Exercise aim: A line belongs in the answer if it contains "hazy"; copy every such line from the entries below.

Exercise inputs:
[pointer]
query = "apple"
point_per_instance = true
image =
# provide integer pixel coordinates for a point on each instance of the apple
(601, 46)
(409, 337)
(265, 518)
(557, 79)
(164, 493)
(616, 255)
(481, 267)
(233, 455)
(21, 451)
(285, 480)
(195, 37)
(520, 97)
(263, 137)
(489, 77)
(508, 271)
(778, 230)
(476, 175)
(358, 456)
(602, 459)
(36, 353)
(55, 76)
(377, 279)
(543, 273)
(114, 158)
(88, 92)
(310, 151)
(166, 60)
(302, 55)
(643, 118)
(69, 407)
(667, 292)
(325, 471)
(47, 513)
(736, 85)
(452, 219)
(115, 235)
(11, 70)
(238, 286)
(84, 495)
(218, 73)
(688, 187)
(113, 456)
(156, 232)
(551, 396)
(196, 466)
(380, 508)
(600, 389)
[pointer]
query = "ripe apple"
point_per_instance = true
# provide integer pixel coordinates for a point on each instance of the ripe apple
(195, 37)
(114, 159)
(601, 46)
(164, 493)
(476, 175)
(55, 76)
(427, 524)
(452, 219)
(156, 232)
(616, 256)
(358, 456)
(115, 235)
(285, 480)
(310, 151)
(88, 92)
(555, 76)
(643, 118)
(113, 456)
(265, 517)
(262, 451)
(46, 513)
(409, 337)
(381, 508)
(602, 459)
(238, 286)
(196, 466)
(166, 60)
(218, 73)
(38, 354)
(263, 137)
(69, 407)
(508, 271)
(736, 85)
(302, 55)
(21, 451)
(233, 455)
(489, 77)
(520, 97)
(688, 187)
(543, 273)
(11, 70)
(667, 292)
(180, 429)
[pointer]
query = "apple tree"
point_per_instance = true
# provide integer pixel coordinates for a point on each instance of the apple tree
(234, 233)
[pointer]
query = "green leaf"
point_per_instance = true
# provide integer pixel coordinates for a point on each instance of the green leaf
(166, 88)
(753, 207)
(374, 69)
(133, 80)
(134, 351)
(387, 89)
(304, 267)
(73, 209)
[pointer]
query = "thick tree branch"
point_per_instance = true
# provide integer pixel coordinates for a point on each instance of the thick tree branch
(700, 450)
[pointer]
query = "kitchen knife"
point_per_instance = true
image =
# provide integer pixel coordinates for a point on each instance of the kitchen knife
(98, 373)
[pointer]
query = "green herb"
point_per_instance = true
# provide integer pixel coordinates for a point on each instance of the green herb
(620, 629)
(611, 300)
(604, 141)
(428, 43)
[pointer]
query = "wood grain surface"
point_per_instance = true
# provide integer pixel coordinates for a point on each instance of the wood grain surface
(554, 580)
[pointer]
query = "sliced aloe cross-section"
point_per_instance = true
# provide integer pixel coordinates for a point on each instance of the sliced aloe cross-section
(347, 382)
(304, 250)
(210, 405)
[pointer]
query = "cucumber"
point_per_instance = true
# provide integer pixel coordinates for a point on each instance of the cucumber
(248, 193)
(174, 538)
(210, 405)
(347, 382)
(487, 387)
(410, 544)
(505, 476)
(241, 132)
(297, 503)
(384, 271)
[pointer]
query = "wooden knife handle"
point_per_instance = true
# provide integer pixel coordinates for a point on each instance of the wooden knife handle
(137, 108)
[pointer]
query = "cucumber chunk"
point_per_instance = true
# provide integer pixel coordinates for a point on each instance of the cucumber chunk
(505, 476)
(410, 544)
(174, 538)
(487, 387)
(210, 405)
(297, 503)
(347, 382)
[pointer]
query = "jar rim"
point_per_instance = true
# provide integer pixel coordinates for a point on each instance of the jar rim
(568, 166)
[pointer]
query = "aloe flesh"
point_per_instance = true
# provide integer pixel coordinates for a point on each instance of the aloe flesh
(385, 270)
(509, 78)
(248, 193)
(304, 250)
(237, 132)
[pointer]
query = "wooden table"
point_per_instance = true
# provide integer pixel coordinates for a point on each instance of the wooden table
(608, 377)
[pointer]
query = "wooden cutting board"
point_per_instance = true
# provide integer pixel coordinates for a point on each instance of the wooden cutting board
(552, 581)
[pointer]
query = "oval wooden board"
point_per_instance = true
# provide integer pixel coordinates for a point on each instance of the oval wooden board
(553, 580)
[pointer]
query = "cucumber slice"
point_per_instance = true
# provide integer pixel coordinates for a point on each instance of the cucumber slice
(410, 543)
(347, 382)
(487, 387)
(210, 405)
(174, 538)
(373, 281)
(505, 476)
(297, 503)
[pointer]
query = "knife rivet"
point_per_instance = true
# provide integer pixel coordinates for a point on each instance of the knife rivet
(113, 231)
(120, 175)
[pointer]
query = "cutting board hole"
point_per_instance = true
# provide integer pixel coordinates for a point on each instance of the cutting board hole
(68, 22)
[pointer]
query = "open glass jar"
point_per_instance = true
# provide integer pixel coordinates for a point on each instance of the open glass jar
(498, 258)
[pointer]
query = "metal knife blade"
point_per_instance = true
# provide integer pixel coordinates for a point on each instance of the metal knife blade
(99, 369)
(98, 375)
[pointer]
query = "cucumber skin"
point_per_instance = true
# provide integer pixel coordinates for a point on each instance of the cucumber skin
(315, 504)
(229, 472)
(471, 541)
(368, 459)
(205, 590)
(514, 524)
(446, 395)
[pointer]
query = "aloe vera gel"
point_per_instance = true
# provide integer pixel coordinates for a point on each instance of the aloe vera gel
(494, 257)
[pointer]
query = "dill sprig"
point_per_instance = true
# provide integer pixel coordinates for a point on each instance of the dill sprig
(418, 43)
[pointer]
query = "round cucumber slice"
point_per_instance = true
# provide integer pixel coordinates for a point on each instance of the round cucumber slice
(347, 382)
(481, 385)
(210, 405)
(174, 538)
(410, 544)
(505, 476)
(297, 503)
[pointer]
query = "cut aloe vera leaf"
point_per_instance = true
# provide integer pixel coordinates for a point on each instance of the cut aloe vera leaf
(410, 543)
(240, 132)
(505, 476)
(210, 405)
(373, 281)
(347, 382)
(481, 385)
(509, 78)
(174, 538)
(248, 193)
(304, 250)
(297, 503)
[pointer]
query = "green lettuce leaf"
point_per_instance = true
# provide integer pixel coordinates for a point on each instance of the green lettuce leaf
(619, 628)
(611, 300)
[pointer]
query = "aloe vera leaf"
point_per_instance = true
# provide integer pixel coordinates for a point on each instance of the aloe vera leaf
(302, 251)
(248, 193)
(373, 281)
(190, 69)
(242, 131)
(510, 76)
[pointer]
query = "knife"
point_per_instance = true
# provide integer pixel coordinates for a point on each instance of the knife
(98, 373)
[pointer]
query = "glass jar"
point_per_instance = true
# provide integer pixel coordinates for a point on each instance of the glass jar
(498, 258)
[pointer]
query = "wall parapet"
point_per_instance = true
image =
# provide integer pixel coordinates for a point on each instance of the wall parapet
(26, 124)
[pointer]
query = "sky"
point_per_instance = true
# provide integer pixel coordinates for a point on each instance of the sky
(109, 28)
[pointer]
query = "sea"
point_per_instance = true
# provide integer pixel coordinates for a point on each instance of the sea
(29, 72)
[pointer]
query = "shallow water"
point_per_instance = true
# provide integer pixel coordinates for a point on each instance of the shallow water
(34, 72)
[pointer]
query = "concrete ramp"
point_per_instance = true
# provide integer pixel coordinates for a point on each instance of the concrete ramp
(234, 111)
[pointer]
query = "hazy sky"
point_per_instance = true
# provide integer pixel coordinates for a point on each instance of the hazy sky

Written solution:
query = "hazy sky"
# provide integer pixel coordinates for a point on each instance of the hazy sky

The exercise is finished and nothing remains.